**WORK REQUEST:**
The following data has a line with "Target: young girl" and a line with "Target: blurred building". Write out exactly those lines and all the lines between them.

**INFORMATION SUPPLIED:**
▽

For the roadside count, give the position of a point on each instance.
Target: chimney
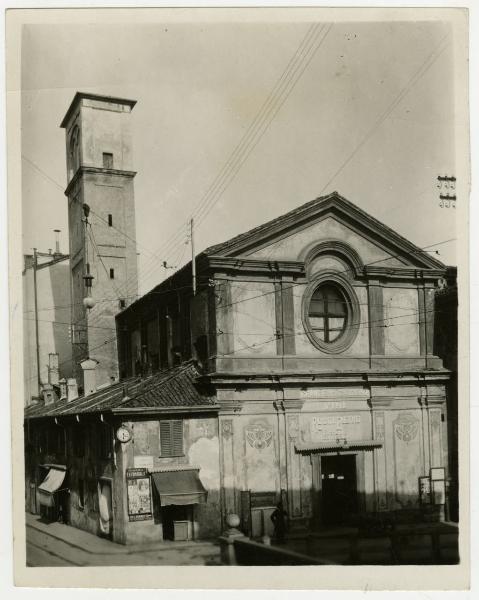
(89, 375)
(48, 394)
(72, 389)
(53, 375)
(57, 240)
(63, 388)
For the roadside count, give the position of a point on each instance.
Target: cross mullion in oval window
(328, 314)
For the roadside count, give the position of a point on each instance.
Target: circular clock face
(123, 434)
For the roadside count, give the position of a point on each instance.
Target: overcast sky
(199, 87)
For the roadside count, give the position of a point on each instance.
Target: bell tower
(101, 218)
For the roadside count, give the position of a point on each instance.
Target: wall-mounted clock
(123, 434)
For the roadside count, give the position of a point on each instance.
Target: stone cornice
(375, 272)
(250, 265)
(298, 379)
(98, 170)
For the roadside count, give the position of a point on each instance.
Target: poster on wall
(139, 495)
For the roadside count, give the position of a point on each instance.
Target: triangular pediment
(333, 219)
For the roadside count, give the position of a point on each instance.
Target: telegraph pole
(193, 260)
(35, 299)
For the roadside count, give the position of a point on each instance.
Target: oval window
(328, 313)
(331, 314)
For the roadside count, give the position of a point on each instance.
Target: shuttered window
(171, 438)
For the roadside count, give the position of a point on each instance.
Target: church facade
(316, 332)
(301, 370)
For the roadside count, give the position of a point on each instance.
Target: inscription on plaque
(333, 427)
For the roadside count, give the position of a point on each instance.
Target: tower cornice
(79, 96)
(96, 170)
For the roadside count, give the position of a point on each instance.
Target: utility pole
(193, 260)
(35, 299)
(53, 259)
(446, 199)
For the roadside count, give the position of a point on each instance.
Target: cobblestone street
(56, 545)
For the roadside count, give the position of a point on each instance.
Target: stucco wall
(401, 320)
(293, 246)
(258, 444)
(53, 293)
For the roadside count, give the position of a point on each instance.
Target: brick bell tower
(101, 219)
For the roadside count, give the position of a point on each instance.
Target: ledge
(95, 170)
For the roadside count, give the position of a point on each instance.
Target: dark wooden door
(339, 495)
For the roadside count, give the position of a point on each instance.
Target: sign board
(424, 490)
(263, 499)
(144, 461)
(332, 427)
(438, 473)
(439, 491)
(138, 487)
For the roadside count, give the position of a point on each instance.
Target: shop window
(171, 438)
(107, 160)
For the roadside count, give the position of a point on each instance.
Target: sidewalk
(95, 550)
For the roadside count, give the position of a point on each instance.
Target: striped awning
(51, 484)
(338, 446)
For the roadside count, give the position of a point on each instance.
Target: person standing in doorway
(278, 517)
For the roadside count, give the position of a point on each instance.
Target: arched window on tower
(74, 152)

△
▽

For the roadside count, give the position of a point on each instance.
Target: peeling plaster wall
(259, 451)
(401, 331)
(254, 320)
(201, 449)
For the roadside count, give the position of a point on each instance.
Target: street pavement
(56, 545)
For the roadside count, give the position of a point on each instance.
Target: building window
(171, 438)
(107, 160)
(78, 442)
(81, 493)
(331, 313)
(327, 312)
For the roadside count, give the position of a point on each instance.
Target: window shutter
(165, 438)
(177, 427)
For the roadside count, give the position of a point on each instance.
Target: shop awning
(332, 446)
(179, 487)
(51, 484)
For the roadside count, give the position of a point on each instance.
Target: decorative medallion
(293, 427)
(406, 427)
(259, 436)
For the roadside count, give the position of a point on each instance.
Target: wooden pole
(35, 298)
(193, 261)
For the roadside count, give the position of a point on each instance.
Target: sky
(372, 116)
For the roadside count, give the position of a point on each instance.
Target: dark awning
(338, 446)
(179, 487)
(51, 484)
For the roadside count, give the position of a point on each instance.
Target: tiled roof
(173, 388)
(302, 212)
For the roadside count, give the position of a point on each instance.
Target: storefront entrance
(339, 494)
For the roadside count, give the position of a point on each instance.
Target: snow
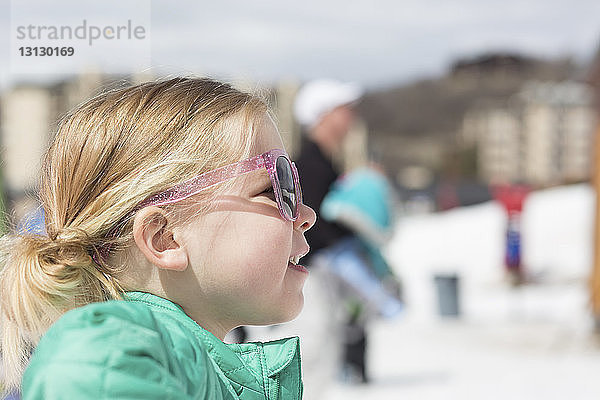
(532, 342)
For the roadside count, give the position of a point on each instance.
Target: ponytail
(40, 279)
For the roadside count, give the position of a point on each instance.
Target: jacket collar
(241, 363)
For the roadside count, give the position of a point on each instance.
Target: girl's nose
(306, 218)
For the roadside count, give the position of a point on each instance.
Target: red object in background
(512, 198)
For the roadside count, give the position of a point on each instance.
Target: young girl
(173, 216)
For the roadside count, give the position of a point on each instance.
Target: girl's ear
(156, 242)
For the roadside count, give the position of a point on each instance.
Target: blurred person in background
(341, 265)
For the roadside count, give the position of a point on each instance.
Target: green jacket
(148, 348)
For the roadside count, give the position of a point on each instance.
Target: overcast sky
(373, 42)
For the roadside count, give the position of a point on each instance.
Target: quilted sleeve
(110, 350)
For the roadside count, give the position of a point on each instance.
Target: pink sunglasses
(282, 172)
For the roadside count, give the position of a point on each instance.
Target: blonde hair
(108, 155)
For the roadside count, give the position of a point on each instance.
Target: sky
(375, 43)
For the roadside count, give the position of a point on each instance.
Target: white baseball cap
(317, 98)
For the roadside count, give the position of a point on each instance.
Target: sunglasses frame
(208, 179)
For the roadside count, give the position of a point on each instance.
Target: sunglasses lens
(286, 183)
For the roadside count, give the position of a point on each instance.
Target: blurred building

△

**REPLY:**
Target: young girl
(173, 216)
For the roadside count, give the position of a point on each instance.
Target: girl's ear
(156, 242)
For the roadside count, give the position of a point on each instance.
Target: blurred person in background
(341, 265)
For the roadside count, give the position of a point on each instance.
Target: green jacket
(148, 348)
For the roadside count, give the position of a point on each instance.
Target: overcast sky
(373, 42)
For the roadside count, give the position of a point on each instance.
Target: quilted sleeve
(110, 350)
For the roadside count, give the position of a point on each instance.
Target: pink sunglasses
(282, 172)
For the roadside count, give the position of a point on each instance.
Target: blonde hair
(108, 155)
For the roadside count, give the position of a point on each instance.
Target: sky
(375, 43)
For the roadside count, give the position of a point on each instance.
Target: white baseball cap
(317, 98)
For the roadside count, give the position of a point on each instance.
Target: sunglasses frame
(208, 179)
For the roadside count, give the position of a point on each instance.
Target: sunglasses lens
(286, 183)
For the roadside count, give the position of a point on each instance.
Target: blurred building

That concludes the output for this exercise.